Given passage:
However, now that it appears the blue-collar union is going to make a big expenditure in opposition to it, we may actually have a race. And it’s all because of this public safety argument. By being able to claim the mayor or future mayors will have the legal ability to outsource police and fire services, the opponents have seized on an argument that they think works. How crazy is it that the lack of one sentence clearly put into Proposition C that expressly exempted police and fire from outsourcing may have been all that was needed to ensure this thing’s easy passage.

Perhaps proponents for the measure will stop running away from the public-safety argument and embrace the fact that maybe police and fire shouldn’t be exempted from the threat of outsourcing. Denying that it could happen isn’t getting them anywhere.

  • If the watchdog doesn’t report it, does that mean it didn’t happen?

Here was the U-T on Wednesday:

San Diego City Council members considered a possible settlement with the Securities and Exchange Commission behind closed doors yesterday, then were as tight-lipped as they have ever been about the nearly three-year investigation.

Here was the voiceofsandiego.org:

A source close to the city of San Diego’s negotiations with the Securities and Exchange Commission said the City Council agreed to settle with the federal regulators Tuesday that would not include fines for the embattled municipality.

The agreement, pending approval by the SEC board, would require the city to hire – at its own expense – an expert to supervise the city’s bookkeeping practices for three years, the source said. The city would also not be fined under the terms of the pending agreement, according to the source.

Provided data:
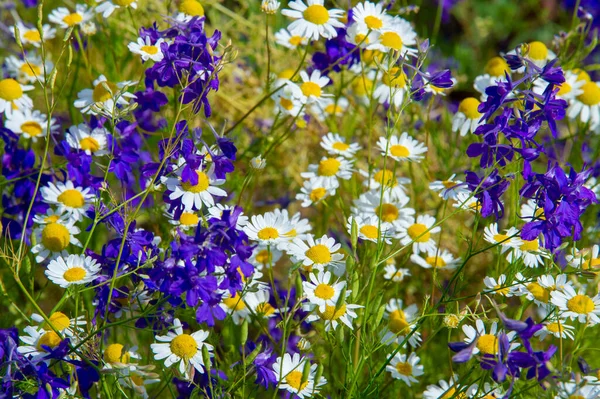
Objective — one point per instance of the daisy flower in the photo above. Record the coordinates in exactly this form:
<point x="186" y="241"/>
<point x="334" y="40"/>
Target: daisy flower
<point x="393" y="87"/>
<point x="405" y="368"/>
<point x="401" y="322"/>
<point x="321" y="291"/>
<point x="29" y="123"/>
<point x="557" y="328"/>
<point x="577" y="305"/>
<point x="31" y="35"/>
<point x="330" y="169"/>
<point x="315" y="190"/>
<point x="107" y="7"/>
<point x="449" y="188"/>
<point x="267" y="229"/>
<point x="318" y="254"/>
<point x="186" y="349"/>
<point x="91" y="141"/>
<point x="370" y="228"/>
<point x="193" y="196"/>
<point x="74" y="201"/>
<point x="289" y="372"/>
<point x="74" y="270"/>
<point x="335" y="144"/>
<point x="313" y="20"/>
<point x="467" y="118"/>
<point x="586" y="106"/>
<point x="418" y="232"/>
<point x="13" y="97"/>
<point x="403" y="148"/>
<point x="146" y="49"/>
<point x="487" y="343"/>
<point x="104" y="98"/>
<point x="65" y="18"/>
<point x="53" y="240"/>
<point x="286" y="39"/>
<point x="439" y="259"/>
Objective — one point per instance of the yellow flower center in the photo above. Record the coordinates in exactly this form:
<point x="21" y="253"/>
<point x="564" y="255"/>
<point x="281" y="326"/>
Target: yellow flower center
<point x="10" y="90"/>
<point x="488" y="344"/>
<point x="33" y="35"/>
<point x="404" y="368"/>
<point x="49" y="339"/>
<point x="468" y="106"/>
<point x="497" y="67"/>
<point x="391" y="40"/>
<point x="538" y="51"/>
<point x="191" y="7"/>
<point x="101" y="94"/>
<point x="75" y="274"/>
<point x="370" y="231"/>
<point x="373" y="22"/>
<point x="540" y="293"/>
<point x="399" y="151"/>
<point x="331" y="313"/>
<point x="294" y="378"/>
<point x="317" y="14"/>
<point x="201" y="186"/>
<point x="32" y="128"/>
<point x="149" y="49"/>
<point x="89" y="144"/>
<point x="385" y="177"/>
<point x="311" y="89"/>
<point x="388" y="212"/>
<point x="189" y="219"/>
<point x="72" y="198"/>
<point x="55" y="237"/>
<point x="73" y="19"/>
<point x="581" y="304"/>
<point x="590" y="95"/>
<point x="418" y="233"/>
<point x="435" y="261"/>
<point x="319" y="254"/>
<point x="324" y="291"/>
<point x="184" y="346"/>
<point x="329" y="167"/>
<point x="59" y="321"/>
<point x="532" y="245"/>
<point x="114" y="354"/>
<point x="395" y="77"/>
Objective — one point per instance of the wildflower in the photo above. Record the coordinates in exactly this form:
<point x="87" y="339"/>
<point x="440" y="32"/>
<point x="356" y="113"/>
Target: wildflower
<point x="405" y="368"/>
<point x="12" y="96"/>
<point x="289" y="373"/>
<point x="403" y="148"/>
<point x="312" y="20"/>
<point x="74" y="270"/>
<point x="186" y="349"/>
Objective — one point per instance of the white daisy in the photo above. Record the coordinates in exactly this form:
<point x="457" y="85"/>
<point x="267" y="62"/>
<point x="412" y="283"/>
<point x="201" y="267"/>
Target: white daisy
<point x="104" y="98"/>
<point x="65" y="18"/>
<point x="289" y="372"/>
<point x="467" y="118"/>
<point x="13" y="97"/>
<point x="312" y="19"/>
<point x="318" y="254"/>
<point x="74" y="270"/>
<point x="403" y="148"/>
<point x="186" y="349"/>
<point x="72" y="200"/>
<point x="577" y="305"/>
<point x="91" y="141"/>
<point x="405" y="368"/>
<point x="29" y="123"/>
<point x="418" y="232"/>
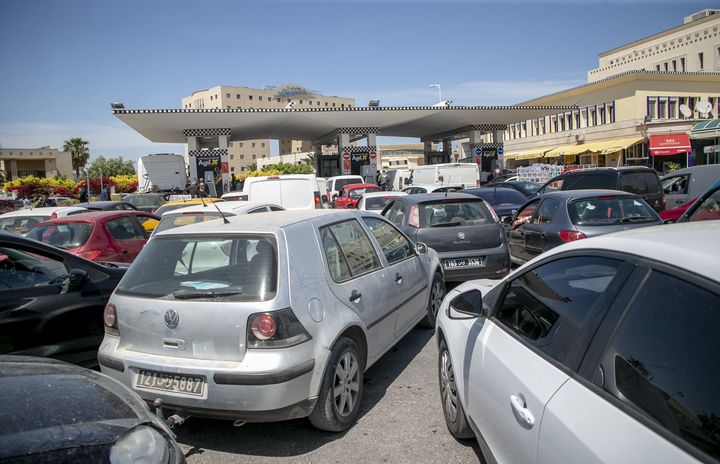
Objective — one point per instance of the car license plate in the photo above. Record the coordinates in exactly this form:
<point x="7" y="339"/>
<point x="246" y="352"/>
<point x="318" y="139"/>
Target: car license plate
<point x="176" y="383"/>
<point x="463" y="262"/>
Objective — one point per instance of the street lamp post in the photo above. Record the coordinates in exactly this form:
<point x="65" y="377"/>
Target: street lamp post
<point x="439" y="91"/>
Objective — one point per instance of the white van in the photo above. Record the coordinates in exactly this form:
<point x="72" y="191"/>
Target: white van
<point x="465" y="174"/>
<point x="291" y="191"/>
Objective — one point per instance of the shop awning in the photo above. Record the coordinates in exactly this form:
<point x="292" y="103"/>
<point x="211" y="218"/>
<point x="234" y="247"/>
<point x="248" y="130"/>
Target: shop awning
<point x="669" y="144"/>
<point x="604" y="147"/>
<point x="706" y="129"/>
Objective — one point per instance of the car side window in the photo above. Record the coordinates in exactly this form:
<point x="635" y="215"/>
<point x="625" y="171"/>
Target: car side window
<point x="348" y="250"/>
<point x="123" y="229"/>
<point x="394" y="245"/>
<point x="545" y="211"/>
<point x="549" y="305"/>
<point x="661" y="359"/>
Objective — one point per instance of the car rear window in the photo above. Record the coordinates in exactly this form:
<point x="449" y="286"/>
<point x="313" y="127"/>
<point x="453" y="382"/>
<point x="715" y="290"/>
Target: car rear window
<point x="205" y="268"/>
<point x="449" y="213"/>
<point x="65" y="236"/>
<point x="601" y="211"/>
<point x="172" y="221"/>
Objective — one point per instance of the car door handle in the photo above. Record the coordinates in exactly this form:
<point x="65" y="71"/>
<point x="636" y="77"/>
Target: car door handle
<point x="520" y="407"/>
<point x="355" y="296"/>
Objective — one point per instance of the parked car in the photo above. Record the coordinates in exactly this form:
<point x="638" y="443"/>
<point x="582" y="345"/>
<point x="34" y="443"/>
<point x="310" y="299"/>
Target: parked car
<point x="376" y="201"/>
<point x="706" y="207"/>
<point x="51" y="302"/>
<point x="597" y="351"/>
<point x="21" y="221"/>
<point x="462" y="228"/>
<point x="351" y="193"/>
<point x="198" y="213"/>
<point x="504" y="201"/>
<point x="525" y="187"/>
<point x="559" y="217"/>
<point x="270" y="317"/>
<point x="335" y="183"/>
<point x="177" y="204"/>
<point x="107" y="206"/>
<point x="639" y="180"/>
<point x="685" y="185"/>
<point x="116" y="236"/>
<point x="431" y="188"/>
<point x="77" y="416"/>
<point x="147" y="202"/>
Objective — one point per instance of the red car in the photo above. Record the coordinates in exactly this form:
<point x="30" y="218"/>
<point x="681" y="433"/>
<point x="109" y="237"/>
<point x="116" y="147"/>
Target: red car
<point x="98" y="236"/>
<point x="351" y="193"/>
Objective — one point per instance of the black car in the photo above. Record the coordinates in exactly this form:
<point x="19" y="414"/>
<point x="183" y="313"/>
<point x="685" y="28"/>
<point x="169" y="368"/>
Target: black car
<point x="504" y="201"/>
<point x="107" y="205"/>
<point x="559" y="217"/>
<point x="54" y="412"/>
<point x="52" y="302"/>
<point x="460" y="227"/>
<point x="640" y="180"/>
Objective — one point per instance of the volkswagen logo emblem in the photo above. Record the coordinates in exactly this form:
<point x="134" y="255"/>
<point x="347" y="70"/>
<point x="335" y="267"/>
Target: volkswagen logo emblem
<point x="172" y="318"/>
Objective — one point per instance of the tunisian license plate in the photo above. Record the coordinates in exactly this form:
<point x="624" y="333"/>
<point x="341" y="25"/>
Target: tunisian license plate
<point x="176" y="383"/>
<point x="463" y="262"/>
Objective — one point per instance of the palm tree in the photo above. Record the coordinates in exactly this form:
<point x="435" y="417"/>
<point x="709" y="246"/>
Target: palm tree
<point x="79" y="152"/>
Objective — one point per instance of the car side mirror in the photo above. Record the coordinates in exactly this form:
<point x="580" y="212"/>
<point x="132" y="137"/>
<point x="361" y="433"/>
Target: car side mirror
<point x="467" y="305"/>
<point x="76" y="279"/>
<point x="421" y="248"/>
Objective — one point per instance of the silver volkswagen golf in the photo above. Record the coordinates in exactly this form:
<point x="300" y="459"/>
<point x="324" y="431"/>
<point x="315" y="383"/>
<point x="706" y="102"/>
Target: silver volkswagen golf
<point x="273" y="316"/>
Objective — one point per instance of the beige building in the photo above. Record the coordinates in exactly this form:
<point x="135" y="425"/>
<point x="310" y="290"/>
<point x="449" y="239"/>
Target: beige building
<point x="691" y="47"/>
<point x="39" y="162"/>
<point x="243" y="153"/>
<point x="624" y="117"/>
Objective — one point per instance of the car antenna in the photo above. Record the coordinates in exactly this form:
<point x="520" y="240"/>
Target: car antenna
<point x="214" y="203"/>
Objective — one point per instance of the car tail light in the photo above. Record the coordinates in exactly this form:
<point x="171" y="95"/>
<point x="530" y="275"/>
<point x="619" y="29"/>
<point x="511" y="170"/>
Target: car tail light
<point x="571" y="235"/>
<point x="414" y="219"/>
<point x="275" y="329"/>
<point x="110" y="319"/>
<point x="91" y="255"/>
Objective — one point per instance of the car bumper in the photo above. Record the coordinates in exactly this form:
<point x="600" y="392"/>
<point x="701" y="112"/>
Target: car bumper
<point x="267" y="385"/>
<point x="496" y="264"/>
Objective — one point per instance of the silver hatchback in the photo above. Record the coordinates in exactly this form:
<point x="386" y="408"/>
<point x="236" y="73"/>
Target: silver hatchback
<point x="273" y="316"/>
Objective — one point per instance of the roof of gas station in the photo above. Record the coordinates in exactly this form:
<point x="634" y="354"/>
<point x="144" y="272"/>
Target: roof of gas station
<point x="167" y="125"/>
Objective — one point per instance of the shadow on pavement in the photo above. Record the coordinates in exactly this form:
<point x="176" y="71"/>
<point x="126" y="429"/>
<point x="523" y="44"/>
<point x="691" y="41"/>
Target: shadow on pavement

--

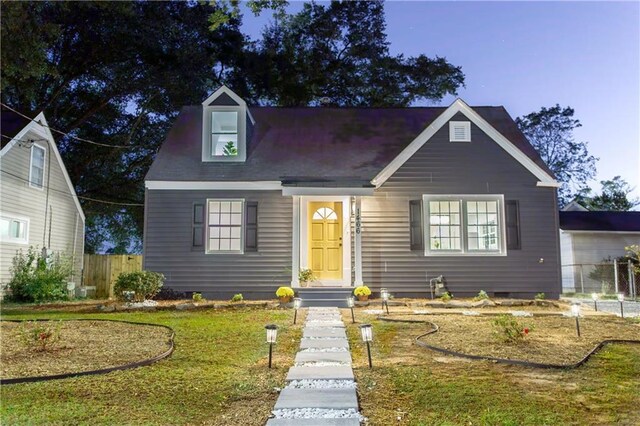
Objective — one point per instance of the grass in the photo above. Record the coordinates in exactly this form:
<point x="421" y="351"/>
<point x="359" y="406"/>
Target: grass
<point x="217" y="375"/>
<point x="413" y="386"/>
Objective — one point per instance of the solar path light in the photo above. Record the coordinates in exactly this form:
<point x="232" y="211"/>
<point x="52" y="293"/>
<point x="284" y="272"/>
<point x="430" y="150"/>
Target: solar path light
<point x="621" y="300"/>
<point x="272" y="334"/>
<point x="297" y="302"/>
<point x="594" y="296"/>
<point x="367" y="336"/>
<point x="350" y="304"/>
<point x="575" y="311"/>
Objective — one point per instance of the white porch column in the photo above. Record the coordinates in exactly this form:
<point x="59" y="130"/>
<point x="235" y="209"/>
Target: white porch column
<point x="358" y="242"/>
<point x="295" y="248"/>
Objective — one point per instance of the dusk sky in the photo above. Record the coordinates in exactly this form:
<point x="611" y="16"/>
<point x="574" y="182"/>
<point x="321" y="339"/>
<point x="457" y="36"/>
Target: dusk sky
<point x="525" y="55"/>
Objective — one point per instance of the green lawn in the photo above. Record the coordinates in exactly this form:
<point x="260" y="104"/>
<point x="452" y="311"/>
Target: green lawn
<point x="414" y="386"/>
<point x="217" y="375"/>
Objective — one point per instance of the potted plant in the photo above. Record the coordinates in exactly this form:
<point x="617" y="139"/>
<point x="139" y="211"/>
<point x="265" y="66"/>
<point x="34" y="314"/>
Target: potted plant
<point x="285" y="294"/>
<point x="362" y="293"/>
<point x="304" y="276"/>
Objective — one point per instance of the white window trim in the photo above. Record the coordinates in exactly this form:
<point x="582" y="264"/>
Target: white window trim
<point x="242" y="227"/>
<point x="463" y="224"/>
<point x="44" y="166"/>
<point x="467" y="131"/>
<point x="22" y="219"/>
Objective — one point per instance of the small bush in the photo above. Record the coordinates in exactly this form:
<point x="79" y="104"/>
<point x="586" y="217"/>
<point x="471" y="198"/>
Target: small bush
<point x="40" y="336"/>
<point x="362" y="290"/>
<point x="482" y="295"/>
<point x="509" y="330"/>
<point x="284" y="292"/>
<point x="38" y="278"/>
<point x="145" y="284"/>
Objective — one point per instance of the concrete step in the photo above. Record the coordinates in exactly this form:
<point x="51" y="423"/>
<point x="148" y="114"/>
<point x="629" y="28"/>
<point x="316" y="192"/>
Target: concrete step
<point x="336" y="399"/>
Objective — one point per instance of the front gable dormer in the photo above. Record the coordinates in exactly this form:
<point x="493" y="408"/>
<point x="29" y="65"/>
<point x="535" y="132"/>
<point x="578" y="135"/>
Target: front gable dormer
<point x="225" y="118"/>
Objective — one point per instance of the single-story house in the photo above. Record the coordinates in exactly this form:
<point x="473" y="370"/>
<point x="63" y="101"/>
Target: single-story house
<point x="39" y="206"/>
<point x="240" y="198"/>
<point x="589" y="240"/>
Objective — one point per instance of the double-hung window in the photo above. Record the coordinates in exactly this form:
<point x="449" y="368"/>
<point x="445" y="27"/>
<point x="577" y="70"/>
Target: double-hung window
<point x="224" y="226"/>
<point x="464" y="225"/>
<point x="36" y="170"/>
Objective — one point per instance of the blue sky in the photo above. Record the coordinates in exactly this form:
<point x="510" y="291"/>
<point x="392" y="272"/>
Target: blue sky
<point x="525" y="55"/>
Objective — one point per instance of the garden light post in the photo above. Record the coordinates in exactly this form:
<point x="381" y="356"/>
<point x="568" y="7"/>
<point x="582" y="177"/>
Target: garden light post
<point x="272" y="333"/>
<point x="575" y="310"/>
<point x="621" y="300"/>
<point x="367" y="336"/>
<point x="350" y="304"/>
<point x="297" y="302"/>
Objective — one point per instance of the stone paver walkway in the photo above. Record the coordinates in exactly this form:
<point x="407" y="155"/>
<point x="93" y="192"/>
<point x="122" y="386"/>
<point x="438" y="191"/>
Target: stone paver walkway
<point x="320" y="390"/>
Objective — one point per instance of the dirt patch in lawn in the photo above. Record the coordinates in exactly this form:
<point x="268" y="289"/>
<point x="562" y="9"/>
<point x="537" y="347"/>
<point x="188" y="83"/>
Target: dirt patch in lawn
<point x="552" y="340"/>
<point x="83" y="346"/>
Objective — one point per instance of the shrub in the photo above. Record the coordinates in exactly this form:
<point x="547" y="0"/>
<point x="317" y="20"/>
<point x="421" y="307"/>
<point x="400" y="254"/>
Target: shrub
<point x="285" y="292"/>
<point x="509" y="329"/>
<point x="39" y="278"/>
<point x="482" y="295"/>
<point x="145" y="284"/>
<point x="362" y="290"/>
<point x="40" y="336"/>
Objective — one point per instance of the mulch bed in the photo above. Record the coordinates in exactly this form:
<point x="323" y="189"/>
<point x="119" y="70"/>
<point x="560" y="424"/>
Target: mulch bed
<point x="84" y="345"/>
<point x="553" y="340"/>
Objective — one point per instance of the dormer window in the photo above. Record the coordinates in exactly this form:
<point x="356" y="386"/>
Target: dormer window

Written problem: Transcribe the passage above about San Diego's Proposition C and the city's SEC talks, from the sentence that begins with "A source close" through the one that ends with "to the source.".

Exercise solution:
A source close to the city of San Diego’s negotiations with the Securities and Exchange Commission said the City Council agreed to settle with the federal regulators Tuesday that would not include fines for the embattled municipality.

The agreement, pending approval by the SEC board, would require the city to hire – at its own expense – an expert to supervise the city’s bookkeeping practices for three years, the source said. The city would also not be fined under the terms of the pending agreement, according to the source.